- WORK INSTRUCTIONS -
1: Quote the stretch of the passage on kill shelters from "Shelters will hold" through "or put down.".
2: According to the passage on kill shelters, what can happen to an animal after the holding period ends? List every outcome.
3: Write what comes next in the passage on kill shelters, starting after its final sentence.

- PASSAGE FOR REVIEW -
Embracing local “kill shelters”

Photo by Casey Gomez

I assume, by the way people react when they hear the words “kill shelter,” that they have this image of the evil dog catchers maniacally laughing as they inject innocent puppies with a lethal dose of pentobarbital. Those who work within these facilities are actually the unsung heroes of animal welfare, and they need our help if we are to reduce euthanasia rates in the U.S.

After working with “kill shelters” for a year, I think it is about time I did my best to change these negative perceptions of government-run animal services.

We should start by calling these shelters what they really are: open intake shelters. Open intake shelters do not have a choice but to take in any animal found within their jurisdiction, which means the more animals that come in, the more go out to make room for newer animals.

That includes strays, owner surrenders, abused animals and accidental litters. Often, shelters house hundreds more animals than they are built for. This overpopulation results in resources stretching thin to accommodate the number of animals. This overcrowding contributes to the high euthanasia rates we tend to see in the news. (A not-so-gentle reminder that having unaltered animals contributes to overpopulation, so spay and neuter!)

Shelters will hold animals for five days, or some other state-mandated amount of time, to wait for the animal to be claimed by its owner. After that, they are adopted out, fostered, sent to a rescue, or put down.

- RECORDED DATA -
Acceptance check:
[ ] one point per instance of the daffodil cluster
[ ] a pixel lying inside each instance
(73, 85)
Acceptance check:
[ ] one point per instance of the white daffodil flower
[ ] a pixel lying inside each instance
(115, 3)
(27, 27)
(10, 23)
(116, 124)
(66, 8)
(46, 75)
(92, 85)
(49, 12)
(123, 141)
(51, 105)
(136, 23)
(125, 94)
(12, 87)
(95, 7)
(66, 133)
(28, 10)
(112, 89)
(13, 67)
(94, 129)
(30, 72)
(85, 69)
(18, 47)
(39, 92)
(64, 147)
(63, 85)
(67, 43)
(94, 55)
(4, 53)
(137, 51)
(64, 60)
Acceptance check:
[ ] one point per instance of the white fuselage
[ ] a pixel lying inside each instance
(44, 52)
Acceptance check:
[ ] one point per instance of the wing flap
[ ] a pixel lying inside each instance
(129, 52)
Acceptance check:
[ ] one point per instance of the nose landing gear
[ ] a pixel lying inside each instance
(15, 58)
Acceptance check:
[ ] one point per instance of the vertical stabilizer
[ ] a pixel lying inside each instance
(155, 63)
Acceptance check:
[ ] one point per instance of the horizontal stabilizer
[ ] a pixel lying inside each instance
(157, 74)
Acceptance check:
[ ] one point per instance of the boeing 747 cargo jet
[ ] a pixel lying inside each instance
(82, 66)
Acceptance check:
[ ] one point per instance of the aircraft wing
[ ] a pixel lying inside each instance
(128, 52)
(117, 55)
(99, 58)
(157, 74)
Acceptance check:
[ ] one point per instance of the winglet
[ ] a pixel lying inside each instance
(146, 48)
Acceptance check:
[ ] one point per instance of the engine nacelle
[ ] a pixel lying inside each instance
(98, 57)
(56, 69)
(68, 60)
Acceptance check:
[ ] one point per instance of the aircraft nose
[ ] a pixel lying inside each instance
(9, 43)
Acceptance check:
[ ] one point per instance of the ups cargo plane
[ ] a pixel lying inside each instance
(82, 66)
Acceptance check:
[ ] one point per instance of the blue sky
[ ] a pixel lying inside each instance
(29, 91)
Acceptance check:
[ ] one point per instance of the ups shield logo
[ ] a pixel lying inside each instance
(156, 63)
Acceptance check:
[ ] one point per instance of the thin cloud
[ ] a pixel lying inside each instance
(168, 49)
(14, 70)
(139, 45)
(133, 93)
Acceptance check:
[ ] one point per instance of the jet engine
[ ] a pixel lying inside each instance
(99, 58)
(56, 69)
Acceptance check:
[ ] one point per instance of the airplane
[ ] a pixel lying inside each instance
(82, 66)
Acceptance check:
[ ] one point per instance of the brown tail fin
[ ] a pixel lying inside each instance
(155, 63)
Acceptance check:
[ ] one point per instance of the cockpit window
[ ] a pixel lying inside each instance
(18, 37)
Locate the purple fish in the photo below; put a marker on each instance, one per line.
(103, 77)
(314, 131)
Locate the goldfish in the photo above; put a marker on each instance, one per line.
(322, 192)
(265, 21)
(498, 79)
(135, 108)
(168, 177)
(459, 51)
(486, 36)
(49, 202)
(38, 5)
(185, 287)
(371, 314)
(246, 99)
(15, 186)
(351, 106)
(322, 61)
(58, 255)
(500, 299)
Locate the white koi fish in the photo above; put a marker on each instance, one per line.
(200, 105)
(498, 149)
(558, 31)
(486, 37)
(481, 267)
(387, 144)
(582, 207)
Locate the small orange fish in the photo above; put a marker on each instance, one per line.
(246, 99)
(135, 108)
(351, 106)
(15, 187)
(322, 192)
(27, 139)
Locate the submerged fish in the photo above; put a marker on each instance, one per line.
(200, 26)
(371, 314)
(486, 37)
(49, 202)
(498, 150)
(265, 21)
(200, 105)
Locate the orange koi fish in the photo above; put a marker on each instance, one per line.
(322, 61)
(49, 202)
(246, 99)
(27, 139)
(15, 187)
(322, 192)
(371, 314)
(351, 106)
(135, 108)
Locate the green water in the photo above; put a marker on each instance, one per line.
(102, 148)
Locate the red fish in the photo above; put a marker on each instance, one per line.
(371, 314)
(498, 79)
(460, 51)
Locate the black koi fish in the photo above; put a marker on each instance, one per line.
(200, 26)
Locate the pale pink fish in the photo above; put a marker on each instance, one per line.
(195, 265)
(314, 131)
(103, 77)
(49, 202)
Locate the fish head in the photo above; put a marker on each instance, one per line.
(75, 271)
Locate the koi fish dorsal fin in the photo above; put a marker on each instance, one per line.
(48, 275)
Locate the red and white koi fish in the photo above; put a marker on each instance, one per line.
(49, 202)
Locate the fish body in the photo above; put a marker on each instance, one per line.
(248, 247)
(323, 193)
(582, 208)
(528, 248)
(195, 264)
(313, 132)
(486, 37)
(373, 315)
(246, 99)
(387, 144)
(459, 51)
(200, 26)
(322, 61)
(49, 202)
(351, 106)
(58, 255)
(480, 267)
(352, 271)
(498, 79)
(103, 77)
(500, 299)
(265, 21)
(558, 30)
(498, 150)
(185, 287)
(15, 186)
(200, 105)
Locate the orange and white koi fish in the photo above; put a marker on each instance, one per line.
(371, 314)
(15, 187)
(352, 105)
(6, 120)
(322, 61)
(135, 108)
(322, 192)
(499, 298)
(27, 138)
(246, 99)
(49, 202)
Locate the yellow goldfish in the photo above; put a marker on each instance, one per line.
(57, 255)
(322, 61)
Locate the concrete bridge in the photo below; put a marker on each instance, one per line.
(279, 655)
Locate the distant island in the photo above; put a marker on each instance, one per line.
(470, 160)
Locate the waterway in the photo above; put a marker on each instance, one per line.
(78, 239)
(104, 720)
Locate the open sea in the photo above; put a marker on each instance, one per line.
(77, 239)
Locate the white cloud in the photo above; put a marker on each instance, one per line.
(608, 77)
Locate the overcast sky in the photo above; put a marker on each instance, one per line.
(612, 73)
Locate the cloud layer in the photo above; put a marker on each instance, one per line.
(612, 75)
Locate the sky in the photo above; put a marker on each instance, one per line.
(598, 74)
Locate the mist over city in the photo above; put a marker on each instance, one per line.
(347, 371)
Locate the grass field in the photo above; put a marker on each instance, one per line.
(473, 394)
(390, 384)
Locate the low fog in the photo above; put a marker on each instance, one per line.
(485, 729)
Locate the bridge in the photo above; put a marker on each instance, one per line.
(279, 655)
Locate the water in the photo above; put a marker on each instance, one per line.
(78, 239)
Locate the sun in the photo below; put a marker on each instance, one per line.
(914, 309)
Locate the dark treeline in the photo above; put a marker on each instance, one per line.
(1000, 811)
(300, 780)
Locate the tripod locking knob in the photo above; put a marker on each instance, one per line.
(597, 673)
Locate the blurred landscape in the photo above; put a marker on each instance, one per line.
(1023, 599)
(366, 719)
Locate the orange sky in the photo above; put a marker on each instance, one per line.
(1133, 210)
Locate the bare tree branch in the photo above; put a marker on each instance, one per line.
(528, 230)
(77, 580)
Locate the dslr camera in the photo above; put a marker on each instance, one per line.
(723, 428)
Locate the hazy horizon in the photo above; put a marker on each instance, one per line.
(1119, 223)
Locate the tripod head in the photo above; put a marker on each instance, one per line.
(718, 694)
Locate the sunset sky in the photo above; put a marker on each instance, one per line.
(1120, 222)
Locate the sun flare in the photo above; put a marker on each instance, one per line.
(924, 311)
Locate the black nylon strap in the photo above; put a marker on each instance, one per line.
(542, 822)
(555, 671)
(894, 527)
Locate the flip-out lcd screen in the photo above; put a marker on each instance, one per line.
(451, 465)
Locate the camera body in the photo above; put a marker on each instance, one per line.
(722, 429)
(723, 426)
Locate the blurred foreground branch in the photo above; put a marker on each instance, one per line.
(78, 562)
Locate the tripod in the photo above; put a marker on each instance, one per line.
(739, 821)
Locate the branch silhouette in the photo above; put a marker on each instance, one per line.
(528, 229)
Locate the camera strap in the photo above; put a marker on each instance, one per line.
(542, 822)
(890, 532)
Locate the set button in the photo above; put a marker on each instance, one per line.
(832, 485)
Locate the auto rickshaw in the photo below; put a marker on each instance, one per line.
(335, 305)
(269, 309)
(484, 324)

- RESPONSES BY TASK -
1:
Shelters will hold animals for five days, or some other state-mandated amount of time, to wait for the animal to be claimed by its owner. After that, they are adopted out, fostered, sent to a rescue, or put down.

2:
- Adopted out
- Fostered
- Sent to a rescue
- Put down

3:
Private organizations or rescues get to be highly selective about the animals they house. They turn away animals every day, ones they deem unadoptable, too old, too sick. Even then, rescues will still euthanize sickly dogs and cats, or those with temperament issues or bite histories.

The rescues that most animal lovers tend to worship do great work too — because they have donors, sponsors, events, commercials and all without any stigma. Dogs and cats die on the waiting list to get “rescued,” despite the idea that all rescues are “no kill.”

I love rescues, but if we are to make a significant impact on euthanasia rates in this country, we need to uplift the people and places that are on the front lines of animal welfare, not those that have the privilege of choosing when to get involved.

The act of euthanasia is a last resort, and if there is no room in the shelter, no funds to make up for the cost of boarding, no adopters and no rescues, there is no hope for these animals. And this hopelessness is what makes euthanasia rates skyrocket.

The stigma surrounding kill shelters contributes to these rates. Many elect to foster or adopt from private organizations like the Humane Society because they do not want to support the shelters that put innocent animals down. But guess what: local shelters are the ones that actually need your help!

If more people were to support open intake animal shelters, either through donations, fostering, adopting, marketing available animals or educating local pet owners, there would be less overpopulation, and thus, less euthanasia.

“Kill shelters” do incredible work every year. They are boots to the ground, rescuing animals from horrific situations and giving them a chance. Local shelters have low-cost clinics; they help lost animals go home to their families; they feed and care for hundreds of creatures each day; they market their animals to rescues with bigger budgets or people looking to add another member to the families.

But if adopters do not understand this, then their efforts could be for nothing.

So what do we do? Spay and neuter, vaccinate and love the animals you have at home. Volunteer, foster, adopt, donate what you can and fight against the idea that kill shelters are not wonderful places to visit and work. Shelters are full of people with immense hearts full of love and plenty of deserving animals. It’s time we embrace shelters the same way we embrace those private rescues.